Salut papy! Je sais ça fait un bon boute que je ne t'ai pas parlé, mais de ton côté, tu ne donnes pas souvent de tes nouvelles non plus. Faut croire que rendu là-haut, c'est plus difficile de me répondre et qu'après plusieurs années, tu dois t'être trouvé 1001 projets pour occuper tes journées.
Je t'imagine encore dans ton atelier à « bisouner » sur tes p'tits bancs que tu fabriquais avec fierté. Je t'imagine dans ta cuisine affairé à préparer une fournée de petits pains maison pour le plus grand bonheur de tes enfants et de tes petits enfants. Je nous vois encore aller au dépanneur en haut de la côte, là où je savais tirer les bonnes ficelles pour avoir quelques bonbons… quoique tu étais assez facile à convaincre. Je nous vois encore à la table, en soirée, à jouer à SkipBo avec mamie, mauvais perdant que j'étais, vous deviez sans doute me laisser des chances! Je ressens encore la colère qui montait en moi lorsque tu m'agaçais jusqu'à ce que je perde patience ou jusqu'à ce que ma mère te dise « lâche-lé, tu vas l'faire choquer »! Je t'entends encore dire « hey m'man » pour t'adresser à mamie et j'espère que ça ne vient pas avec l'âge d'appeler sa femme « m'man », car j'ai toujours trouvé ça un peu spécial! Je pense encore à un de nos derniers repas, juste tous les deux, tu étais venu me chercher au terminus d'autobus après un cours au Cégep et nous étions allés manger dans un buffet chinois. La qualité de la nourriture laissait à désirer, mais la richesse de la conversation que nous avions eu à ce moment restera gravée dans ma mémoire.

TRAVAIL DEMANDÉ 1:
Recopiez le passage de la lettre au grand-père qui commence à "Salut papy! Je" et se termine à "occuper tes journées.", en substituant "passe-temps" à "projets".
TRAVAIL DEMANDÉ 2:
Répondez à ces questions sur la lettre au grand-père :
(a) Que fabriquait le grand-père dans son atelier ?
(b) À quel jeu jouait-on à la table, en soirée, avec mamie ?
(c) Dans quel genre de restaurant le grand-père et l'auteur de la lettre sont-ils allés manger lors d'un de leurs derniers repas ?
TRAVAIL DEMANDÉ 3:
Poursuivez la lettre au grand-père à partir de l'endroit où elle s'arrête.
La liste qui vient ensuite provient d'une source différente.

DONNÉES:

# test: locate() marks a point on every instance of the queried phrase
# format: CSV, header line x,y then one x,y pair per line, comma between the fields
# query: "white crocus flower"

CORRIGÉ 1:
Salut papy! Je sais ça fait un bon boute que je ne t'ai pas parlé, mais de ton côté, tu ne donnes pas souvent de tes nouvelles non plus. Faut croire que rendu là-haut, c'est plus difficile de me répondre et qu'après plusieurs années, tu dois t'être trouvé 1001 passe-temps pour occuper tes journées.

CORRIGÉ 2:
(a) De petits bancs.
(b) Au SkipBo.
(c) Dans un buffet chinois.

CORRIGÉ 3:
Si je t'écris aujourd'hui papy, c'est que j'ai envie de te partager une grande fierté, je suis maintenant propriétaire d'une belle petite maison en campagne. Tu sais que dans les dernières années, mamie me racontait souvent les discussions que nous avions toi et moi lorsque j'étais enfant. Elle m'a raconté, entre autre, que je te disais « moi papy, quand j'vais être grand, j'vais avoir ma maison en campagne, comme toi ». Et bien, c'est maintenant chose faite. Et depuis mon acquisition, les souvenirs de toi me submergent. J'ai pleuré en pensant à toi lorsque j'y ai passé ma première nuit. Si seulement tu pouvais voir comme elle est belle cette petite maison. Je retrouve la quiétude et le calme qui régnait chez toi quand je venais vous visiter dans votre campagne. Je retrouve les ciels étoilés, l'air pur et le bruit du vent dans les feuilles. Je retrouve les épines qui tapissent le sol et le noir qui nous enrobe le soir venu. Je retrouve cette sensation que le temps n'est plus important, dès l'instant où j'entre chez moi.
Si tu étais encore là, nous pourrions pêcher ensemble, au printemps, dans la rivière derrière chez moi. Nous pourrions aussi cuisiner ensemble de copieux repas et, par la suite, jouer aux cartes jusqu'à tard le soir. Nous pourrions avoir des discussions sur le bord du foyer pour nous y réchauffer après avoir passé une partie de la journée à profiter de ce que la nature à de plus beau à nous offrir.
Je sais que de là-haut tu me regarderas et sache qu'il y aura un peu de toi dans tout ce que j'entreprendrai dans ma nouvelle demeure.
Je t'aime!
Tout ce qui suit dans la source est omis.